• [Job]
Look for "indicate the throw pillow with a point" in the listing below, then copy exactly the line it appears in and all lines after it to the end, and nothing more.

• [Pointing dataset excerpts]
......
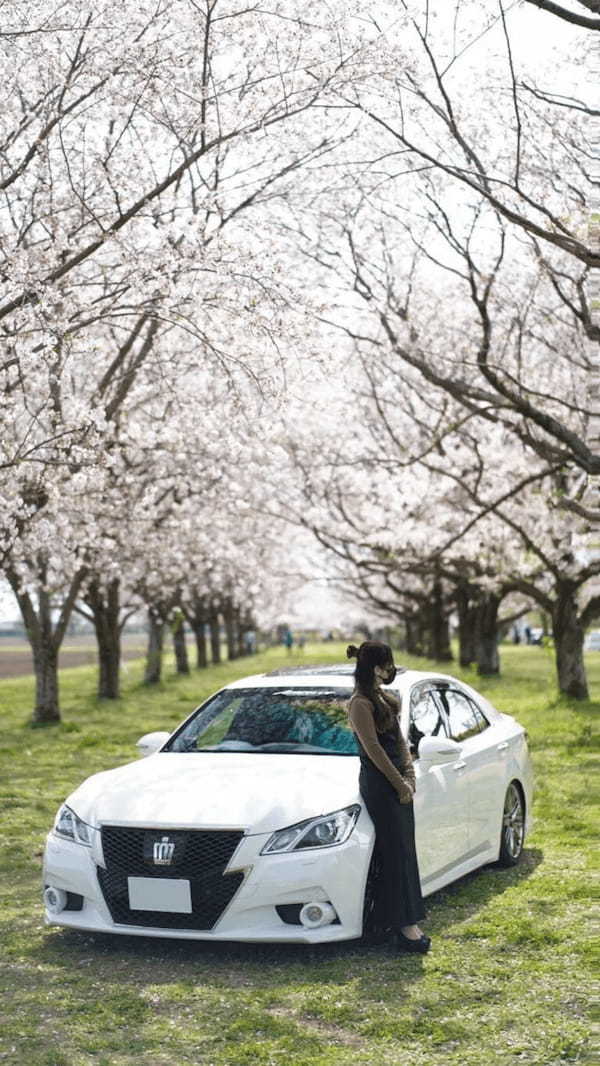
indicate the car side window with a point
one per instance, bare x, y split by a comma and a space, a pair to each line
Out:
424, 720
464, 717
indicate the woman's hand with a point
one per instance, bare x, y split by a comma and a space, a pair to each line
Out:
405, 792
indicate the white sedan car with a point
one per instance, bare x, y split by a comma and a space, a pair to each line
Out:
246, 823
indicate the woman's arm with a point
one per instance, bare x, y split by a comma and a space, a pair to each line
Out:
361, 717
406, 758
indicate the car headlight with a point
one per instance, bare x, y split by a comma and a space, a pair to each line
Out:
71, 827
323, 832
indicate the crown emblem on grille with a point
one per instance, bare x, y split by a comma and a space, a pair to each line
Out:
163, 852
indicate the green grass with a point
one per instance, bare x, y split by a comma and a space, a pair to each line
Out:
506, 981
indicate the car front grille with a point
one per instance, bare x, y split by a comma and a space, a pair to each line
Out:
199, 856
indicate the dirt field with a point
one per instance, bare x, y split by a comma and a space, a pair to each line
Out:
15, 655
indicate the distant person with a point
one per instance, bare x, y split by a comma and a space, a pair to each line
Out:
387, 784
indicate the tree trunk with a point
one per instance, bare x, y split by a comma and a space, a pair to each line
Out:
467, 626
414, 634
241, 628
488, 659
153, 655
214, 636
44, 638
568, 643
438, 627
46, 666
104, 608
179, 645
196, 616
200, 638
229, 619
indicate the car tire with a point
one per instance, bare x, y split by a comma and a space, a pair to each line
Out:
512, 833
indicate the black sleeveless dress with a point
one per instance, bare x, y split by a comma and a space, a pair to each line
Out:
398, 887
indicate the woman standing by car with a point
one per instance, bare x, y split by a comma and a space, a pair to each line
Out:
387, 785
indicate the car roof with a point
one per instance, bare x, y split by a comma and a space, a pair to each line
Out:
341, 675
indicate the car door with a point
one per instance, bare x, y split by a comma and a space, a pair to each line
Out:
440, 800
484, 771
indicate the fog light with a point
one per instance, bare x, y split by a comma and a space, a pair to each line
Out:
313, 915
55, 899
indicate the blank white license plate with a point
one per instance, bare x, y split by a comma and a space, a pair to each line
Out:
160, 893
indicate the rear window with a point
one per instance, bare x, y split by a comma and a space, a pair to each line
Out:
295, 721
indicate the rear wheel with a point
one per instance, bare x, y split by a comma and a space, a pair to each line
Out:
513, 826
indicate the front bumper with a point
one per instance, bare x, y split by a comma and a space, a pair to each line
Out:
336, 875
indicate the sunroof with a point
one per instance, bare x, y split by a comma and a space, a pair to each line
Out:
345, 669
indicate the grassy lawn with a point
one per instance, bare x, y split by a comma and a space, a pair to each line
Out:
506, 980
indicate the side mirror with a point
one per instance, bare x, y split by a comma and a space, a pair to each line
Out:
438, 750
151, 742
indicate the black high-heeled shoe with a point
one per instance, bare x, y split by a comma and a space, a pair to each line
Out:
405, 943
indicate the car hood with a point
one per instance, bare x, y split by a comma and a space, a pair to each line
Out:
259, 793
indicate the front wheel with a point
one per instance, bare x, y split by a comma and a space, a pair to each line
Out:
513, 830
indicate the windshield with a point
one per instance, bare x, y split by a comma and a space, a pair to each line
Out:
305, 721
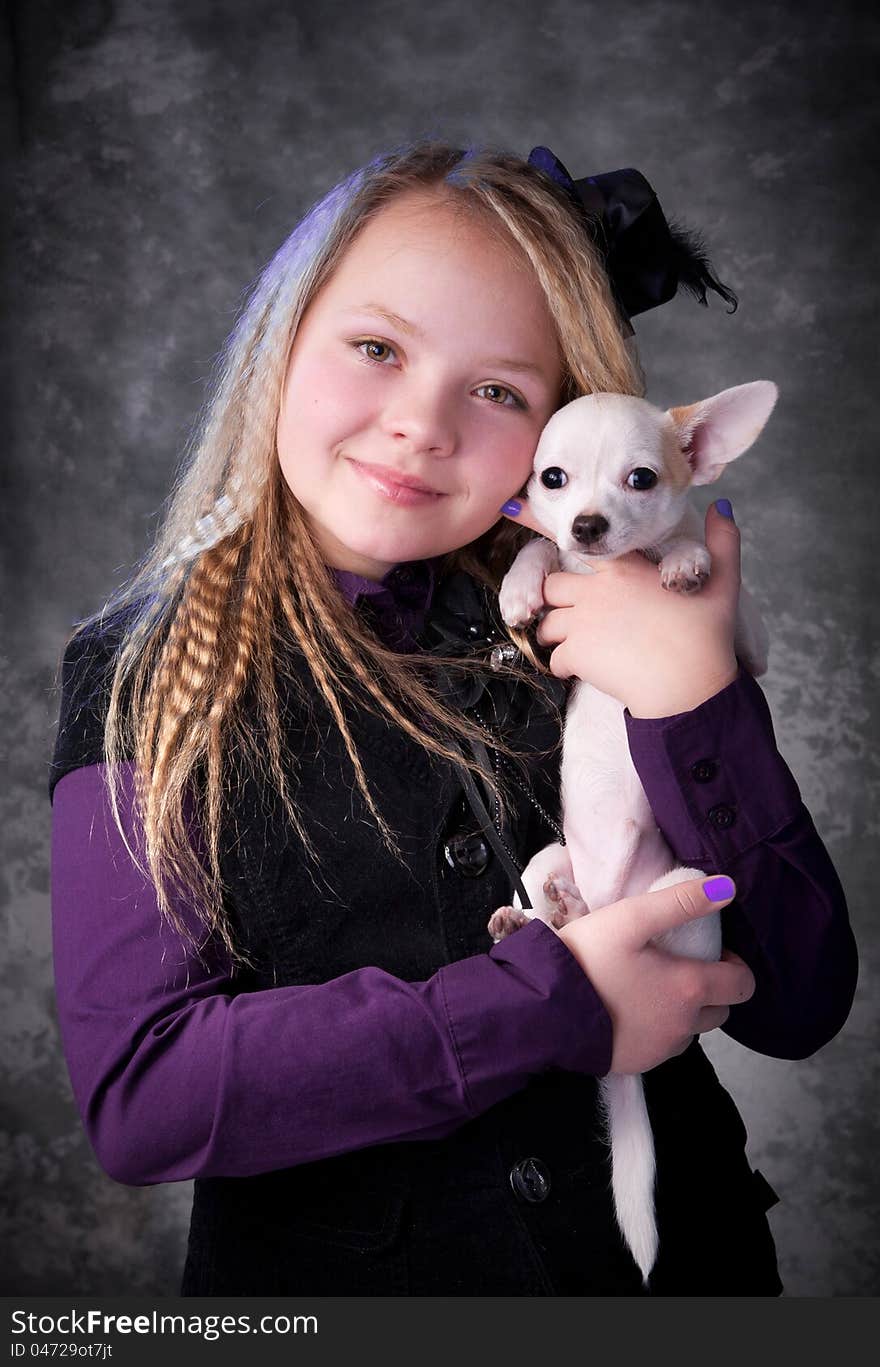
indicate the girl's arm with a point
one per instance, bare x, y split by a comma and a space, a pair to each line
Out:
178, 1075
727, 803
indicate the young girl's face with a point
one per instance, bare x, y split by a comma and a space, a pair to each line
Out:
429, 354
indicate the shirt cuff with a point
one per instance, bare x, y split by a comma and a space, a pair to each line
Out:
713, 777
541, 1013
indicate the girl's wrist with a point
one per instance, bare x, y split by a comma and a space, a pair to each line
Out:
670, 703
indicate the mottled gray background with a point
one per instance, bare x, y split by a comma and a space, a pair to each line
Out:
164, 149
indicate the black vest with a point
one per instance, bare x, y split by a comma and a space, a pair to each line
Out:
465, 1214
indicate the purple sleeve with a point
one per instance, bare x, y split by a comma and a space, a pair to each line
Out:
176, 1075
727, 803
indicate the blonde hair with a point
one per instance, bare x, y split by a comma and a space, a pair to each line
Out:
201, 634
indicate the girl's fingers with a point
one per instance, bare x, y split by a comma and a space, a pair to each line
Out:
519, 513
554, 628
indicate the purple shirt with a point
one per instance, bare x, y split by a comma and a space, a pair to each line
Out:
167, 1057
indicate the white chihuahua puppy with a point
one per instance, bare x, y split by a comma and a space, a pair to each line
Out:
611, 475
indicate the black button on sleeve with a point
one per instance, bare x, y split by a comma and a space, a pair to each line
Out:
530, 1180
723, 816
468, 855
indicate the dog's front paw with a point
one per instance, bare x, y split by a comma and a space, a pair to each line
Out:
504, 922
521, 598
686, 569
567, 901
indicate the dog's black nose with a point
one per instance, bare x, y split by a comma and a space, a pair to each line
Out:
588, 528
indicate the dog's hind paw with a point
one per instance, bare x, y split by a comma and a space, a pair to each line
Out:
685, 569
504, 922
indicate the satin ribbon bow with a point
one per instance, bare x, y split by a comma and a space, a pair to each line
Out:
647, 259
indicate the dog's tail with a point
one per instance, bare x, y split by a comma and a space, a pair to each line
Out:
622, 1099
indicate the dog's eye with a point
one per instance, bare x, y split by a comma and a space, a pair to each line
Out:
641, 479
552, 477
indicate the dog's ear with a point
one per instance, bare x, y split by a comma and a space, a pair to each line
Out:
718, 429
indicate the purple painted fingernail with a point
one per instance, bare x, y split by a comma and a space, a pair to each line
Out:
718, 889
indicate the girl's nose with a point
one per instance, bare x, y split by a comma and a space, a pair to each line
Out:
422, 418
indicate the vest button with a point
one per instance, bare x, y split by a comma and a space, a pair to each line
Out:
530, 1180
468, 855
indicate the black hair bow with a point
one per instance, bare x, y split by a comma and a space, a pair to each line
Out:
647, 257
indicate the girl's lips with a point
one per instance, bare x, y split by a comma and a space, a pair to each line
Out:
390, 488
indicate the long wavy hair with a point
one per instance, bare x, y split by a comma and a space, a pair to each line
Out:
201, 629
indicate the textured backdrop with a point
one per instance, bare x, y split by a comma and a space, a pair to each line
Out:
164, 149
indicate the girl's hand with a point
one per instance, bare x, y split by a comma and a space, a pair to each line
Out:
657, 1001
656, 651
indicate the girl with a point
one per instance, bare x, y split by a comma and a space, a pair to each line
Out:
272, 871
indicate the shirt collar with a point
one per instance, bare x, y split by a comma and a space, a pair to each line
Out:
399, 602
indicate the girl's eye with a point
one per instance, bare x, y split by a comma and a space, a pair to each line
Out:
518, 402
372, 342
373, 345
641, 479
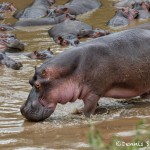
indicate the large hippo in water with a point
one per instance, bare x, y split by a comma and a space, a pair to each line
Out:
38, 9
8, 62
116, 65
69, 32
6, 27
128, 3
43, 21
41, 54
75, 7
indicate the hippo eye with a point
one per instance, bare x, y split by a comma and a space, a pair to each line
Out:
37, 85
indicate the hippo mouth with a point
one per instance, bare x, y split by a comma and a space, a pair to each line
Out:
35, 112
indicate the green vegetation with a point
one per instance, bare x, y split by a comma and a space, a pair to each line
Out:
141, 139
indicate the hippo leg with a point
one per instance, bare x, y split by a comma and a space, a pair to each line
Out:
90, 104
145, 95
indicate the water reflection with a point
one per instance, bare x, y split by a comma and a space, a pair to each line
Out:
65, 129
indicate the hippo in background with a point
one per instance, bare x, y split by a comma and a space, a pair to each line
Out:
6, 27
119, 68
143, 9
75, 7
38, 9
41, 54
123, 17
43, 21
128, 3
7, 7
8, 62
69, 32
10, 43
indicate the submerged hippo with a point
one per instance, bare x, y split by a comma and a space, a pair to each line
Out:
6, 27
143, 9
8, 62
116, 65
69, 32
75, 7
11, 43
41, 54
123, 17
43, 21
129, 3
38, 9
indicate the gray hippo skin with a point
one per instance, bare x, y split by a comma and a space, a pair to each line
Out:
123, 17
7, 7
6, 27
116, 65
143, 9
128, 3
43, 21
38, 9
41, 54
10, 43
8, 62
75, 7
69, 31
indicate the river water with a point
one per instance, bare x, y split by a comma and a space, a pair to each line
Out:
64, 130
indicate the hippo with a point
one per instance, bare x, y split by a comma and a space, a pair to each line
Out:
143, 9
119, 68
38, 9
75, 7
69, 32
123, 17
8, 62
41, 54
43, 21
128, 3
7, 7
11, 43
6, 27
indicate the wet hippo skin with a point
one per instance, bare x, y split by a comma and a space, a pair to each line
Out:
75, 7
116, 65
38, 9
8, 62
69, 32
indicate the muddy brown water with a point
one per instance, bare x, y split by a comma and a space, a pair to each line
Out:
64, 130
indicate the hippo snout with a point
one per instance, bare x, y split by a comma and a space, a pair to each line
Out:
35, 112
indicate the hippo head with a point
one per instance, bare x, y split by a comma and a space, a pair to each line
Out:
92, 33
41, 54
13, 44
58, 11
7, 7
39, 104
128, 13
10, 63
51, 1
66, 40
140, 6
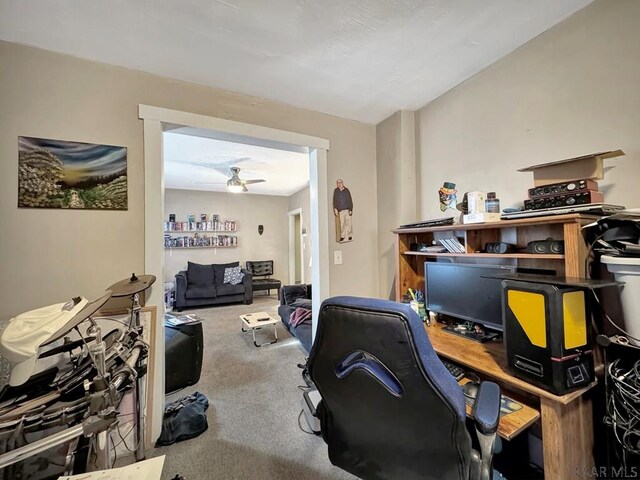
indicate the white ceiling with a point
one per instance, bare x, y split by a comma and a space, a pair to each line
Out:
192, 161
358, 59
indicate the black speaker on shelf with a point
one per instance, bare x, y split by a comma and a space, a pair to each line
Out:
499, 247
546, 246
183, 347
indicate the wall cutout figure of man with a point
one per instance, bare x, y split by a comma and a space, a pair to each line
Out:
343, 210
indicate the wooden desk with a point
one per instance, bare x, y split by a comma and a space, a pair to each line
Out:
567, 422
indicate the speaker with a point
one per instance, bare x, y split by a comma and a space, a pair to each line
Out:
183, 355
547, 334
546, 246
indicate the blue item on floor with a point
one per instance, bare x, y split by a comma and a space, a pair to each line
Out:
184, 419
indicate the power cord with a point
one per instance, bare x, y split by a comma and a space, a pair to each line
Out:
623, 406
300, 424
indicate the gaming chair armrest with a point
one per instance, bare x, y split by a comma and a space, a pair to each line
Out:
486, 408
486, 414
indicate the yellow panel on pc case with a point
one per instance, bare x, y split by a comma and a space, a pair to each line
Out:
547, 335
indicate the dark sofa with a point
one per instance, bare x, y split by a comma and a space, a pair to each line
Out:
204, 285
292, 297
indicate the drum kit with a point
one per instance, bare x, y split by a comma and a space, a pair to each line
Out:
61, 420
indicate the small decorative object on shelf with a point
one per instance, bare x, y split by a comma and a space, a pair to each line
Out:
203, 226
199, 237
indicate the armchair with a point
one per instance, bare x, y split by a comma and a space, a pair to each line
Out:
389, 408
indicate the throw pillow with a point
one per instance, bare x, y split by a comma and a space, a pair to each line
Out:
293, 292
233, 275
199, 274
218, 269
302, 303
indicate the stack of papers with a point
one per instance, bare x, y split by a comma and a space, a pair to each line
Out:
146, 470
452, 244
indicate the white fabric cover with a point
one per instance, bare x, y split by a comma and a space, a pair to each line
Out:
21, 340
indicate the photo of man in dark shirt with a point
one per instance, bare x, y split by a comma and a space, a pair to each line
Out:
343, 210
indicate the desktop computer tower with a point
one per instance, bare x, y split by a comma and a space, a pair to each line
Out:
547, 334
183, 349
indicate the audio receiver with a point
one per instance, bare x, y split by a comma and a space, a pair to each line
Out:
561, 188
568, 200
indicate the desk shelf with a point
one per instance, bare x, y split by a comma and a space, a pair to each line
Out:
550, 256
410, 263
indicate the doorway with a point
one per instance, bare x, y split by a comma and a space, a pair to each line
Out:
296, 247
156, 120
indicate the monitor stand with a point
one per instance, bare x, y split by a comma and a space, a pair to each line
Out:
482, 337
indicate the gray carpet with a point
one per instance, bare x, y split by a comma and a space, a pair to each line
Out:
254, 403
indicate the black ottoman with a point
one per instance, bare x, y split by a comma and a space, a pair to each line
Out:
183, 348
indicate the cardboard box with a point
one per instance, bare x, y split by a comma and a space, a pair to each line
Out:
577, 168
480, 218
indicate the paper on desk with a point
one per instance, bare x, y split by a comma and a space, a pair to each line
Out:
146, 470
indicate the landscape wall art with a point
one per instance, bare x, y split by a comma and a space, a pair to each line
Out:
63, 174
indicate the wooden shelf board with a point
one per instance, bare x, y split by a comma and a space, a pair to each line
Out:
520, 222
200, 231
195, 248
541, 256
......
• [The output]
indicate the throw pillow with a point
one per instance, bare x, y split by a comma and a space, a pair to each line
Out:
293, 292
233, 275
199, 274
218, 269
302, 303
indicate the stack of papers with a point
one per instance, bare x, y split by a comma and a space, a pair to each line
Out:
146, 470
452, 244
indicate the white fabric cover with a point
one per instance, bare x, y split by a comma and a space, a pair to each line
Out:
21, 340
indicate the photo of man in dark shirt with a point
one per instance, bare x, y split by a comma and a space, a pair to each line
Out:
343, 210
indicate the desktop computer tower with a point
one per instance, bare x, y split by a comma and a space, a pair to each line
Out:
547, 334
183, 349
indicate the audio receiver with a point
one per instance, bare x, y split by a comma and a space, a pair to each line
Out:
561, 188
568, 200
indicate the desk shelf with a point
one per instance, bare x, y split by a comma and a space, a pair to each line
Out:
550, 256
410, 263
indicate the doorway with a point
one per instance, bare x, y split by a comma and a space, a pair to each line
Out:
296, 247
156, 120
indicate the monitor stand with a point
one per instance, bare x, y split by a comma and a space, a pair to each line
Out:
482, 337
indicate the gray carpet with a point
one per instance, bare x, y split by a comma and a space, a pair to each line
Out:
254, 403
indicate the black ottoman with a point
one per instance, bare x, y split by a comma and a space, a pair to each line
Out:
183, 348
indicate the cardboard box with a point
one per instance, bare x, y split by a comma and a space, a pair to each line
Out:
577, 168
480, 218
indicate the paper on desk with a point
one per instance, bare x, y split by a comma and a space, a pair to each line
Out:
146, 470
indicate the landscape wall art with a point
one per instance, bare x, y split by a comma and a space, a pair to each line
Out:
63, 174
indicate the wooden shelf board with a point
one per instance, bare x, y split by a comma and a space, a pair to each line
Out:
520, 222
200, 231
195, 248
541, 256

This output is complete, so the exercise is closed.